▶ A FAZER: No texto sobre o monomotor Cirrus, qual empresa é a distribuidora exclusiva da marca no Brasil?

Novo SR22 Plus, um dos destaques da Labace 2011, chega para consolidar a posição de liderança da cirrus no país entre os monomotores de quatro assentos
Décio Corrêa | Fotos Ricardo Beccari Publicado em 07/11/2011, às 09h59 - Atualizado em 27/07/2013, às 18h45
Fabricante norte-americano desenvolveu uma versão especial para atender às exigências do consumidor brasileiro |
O Cirrus é o monomotor de quatro assentos mais vendido do mundo. Um fenômeno comercial que acaba de ultrapassar a barreira das 5.000 unidades homologadas em pelo menos 60 países na última década. No Brasil, seu distribuidor exclusivo, a Maule, de Jundiaí, no interior de São Paulo, já comercializou cerca de 270 unidades desde maio de 2005, mês da primeira entrega, o que reitera a importância desse pequeno notável na renovação da frota nacional de aeronaves leves. De acordo com dados da Abag (Associação Brasileira de Aviação Geral), de cada dois monomotores a pistão que entraram no país nos últimos cinco anos, um era Cirrus. Tamanho sucesso não impediu o fabricante norte-americano de amargar momentos difíceis depois da eclosão da crise financeira de 2008, a exemplo do restante da indústria aeronáutica. Mas hoje, apesar das previsões pessimistas em relação à economia europeia, a consolidação da fusão com a Caiga (China Aviation Industry General Aircraf) e o anúncio de um cofundador como novo comandante da empresa abrem perspectivas promissoras para a marca. Conheci o atual presidente da Cirrus, Dale Klapmeier, em 1995, durante a feira de Oshkosh. Na ocasião, ele apresentava o mock-up de seu avião construído em material composto, inspirado nos Lancair. Ali tive a certeza de estar diante de um projeto visionário.
A tecnologia embarcada, o design e a performance são características marcantes nos aviões da família Cirrus. Mas o grande segredo desse monomotor talvez seja sua segurança. Ele conta tanto com o revolucionário sistema CAPS, um paraquedas capaz de colocar a aeronave em segurança no solo no caso de emergência, como também com airbags nos cintos de segurança. Intuitivamente, pilotos e passageiros passam a sentir-se como se tivessem o seu próprio paraquedas. Exagero? Não creio. Segundo a Cirrus, 36 vidas já foram salvas por conta da abertura do paraquedas de 16 aeronaves. Além disso, é um avião com custo operacional baixo, capaz de realizar missões por instrumentos, incluindo as noturnas, o que permite a seus proprietários voar mais. "Levantamentos feitos com oficinas de manutenção mostravam um uso médio de um monomotor a pistão por ano em torno de 120 a 150 horas. Com a entrada do Cirrus no mercado, a média subiu para 250 horas voadas por ano", garante o comandante Sergio Beneditti, presidente da Maule do Brasil e responsável pelo lançamento da Cirrus no país.

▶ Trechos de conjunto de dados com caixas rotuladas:
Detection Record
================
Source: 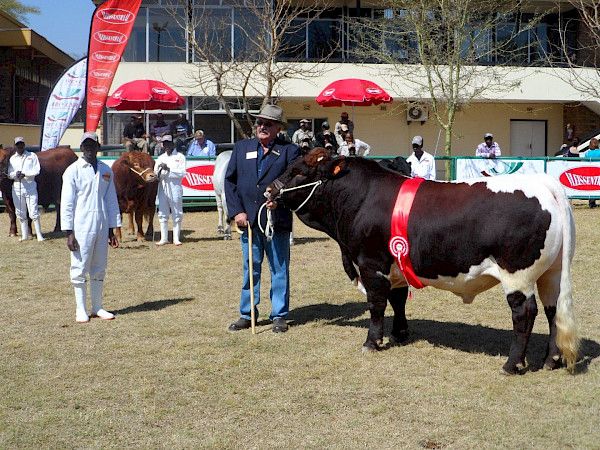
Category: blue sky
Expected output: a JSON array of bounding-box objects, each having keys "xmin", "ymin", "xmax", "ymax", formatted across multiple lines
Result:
[{"xmin": 22, "ymin": 0, "xmax": 95, "ymax": 58}]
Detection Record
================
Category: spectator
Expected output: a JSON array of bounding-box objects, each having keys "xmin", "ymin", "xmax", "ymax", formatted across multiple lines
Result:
[
  {"xmin": 338, "ymin": 131, "xmax": 371, "ymax": 156},
  {"xmin": 475, "ymin": 133, "xmax": 501, "ymax": 159},
  {"xmin": 314, "ymin": 121, "xmax": 339, "ymax": 153},
  {"xmin": 170, "ymin": 113, "xmax": 192, "ymax": 154},
  {"xmin": 225, "ymin": 105, "xmax": 298, "ymax": 333},
  {"xmin": 150, "ymin": 113, "xmax": 171, "ymax": 137},
  {"xmin": 583, "ymin": 138, "xmax": 600, "ymax": 208},
  {"xmin": 333, "ymin": 112, "xmax": 354, "ymax": 147},
  {"xmin": 292, "ymin": 119, "xmax": 314, "ymax": 147},
  {"xmin": 406, "ymin": 136, "xmax": 435, "ymax": 180},
  {"xmin": 123, "ymin": 114, "xmax": 148, "ymax": 153},
  {"xmin": 187, "ymin": 130, "xmax": 217, "ymax": 158}
]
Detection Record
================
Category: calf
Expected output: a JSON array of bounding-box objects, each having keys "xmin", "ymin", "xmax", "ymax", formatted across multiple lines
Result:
[{"xmin": 267, "ymin": 148, "xmax": 579, "ymax": 374}]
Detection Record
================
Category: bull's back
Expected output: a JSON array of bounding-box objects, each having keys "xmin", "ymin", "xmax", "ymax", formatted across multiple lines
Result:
[{"xmin": 408, "ymin": 176, "xmax": 557, "ymax": 279}]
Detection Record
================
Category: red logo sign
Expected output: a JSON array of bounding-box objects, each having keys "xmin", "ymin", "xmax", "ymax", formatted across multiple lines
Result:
[
  {"xmin": 96, "ymin": 8, "xmax": 134, "ymax": 25},
  {"xmin": 94, "ymin": 30, "xmax": 127, "ymax": 45},
  {"xmin": 182, "ymin": 164, "xmax": 215, "ymax": 191},
  {"xmin": 92, "ymin": 51, "xmax": 120, "ymax": 62},
  {"xmin": 558, "ymin": 166, "xmax": 600, "ymax": 191}
]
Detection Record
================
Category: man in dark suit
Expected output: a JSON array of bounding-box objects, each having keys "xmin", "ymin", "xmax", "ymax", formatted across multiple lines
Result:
[{"xmin": 225, "ymin": 105, "xmax": 299, "ymax": 333}]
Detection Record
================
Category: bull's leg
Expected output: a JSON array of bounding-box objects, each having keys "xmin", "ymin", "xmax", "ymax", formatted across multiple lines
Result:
[
  {"xmin": 390, "ymin": 286, "xmax": 408, "ymax": 344},
  {"xmin": 360, "ymin": 267, "xmax": 390, "ymax": 351},
  {"xmin": 502, "ymin": 291, "xmax": 537, "ymax": 375},
  {"xmin": 135, "ymin": 208, "xmax": 144, "ymax": 242}
]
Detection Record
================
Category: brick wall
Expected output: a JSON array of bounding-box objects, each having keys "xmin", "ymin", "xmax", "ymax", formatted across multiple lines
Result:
[{"xmin": 563, "ymin": 103, "xmax": 600, "ymax": 142}]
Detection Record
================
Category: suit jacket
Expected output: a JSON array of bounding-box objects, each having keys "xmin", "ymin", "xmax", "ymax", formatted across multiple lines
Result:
[{"xmin": 225, "ymin": 138, "xmax": 300, "ymax": 231}]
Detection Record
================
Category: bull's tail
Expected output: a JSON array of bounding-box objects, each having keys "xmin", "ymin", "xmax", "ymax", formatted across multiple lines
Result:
[{"xmin": 545, "ymin": 177, "xmax": 579, "ymax": 372}]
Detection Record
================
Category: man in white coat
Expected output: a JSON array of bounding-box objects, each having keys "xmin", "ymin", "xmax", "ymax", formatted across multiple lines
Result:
[
  {"xmin": 154, "ymin": 135, "xmax": 185, "ymax": 245},
  {"xmin": 406, "ymin": 136, "xmax": 435, "ymax": 180},
  {"xmin": 60, "ymin": 133, "xmax": 121, "ymax": 323},
  {"xmin": 8, "ymin": 136, "xmax": 44, "ymax": 241}
]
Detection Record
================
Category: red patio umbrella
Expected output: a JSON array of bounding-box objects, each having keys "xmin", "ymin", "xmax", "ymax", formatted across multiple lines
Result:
[
  {"xmin": 316, "ymin": 78, "xmax": 392, "ymax": 106},
  {"xmin": 106, "ymin": 80, "xmax": 185, "ymax": 111}
]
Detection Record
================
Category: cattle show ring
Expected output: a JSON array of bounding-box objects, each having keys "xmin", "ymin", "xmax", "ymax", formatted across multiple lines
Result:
[{"xmin": 0, "ymin": 149, "xmax": 600, "ymax": 448}]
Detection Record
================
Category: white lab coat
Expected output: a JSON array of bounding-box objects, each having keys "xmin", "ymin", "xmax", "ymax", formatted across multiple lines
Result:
[
  {"xmin": 406, "ymin": 152, "xmax": 435, "ymax": 180},
  {"xmin": 60, "ymin": 158, "xmax": 121, "ymax": 285},
  {"xmin": 8, "ymin": 151, "xmax": 40, "ymax": 221},
  {"xmin": 154, "ymin": 150, "xmax": 185, "ymax": 224}
]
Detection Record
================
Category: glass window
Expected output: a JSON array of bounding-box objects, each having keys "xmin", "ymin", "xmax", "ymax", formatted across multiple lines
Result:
[
  {"xmin": 192, "ymin": 8, "xmax": 232, "ymax": 61},
  {"xmin": 148, "ymin": 8, "xmax": 186, "ymax": 62},
  {"xmin": 123, "ymin": 8, "xmax": 147, "ymax": 62}
]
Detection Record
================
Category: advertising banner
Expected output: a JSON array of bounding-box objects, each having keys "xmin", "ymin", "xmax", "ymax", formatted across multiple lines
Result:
[
  {"xmin": 85, "ymin": 0, "xmax": 142, "ymax": 131},
  {"xmin": 40, "ymin": 58, "xmax": 87, "ymax": 151},
  {"xmin": 456, "ymin": 158, "xmax": 544, "ymax": 181},
  {"xmin": 547, "ymin": 160, "xmax": 600, "ymax": 197}
]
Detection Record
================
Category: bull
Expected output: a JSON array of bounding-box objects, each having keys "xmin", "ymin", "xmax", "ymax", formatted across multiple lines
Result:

▶ RESPOSTA: A Maule, de Jundiaí, no interior de São Paulo.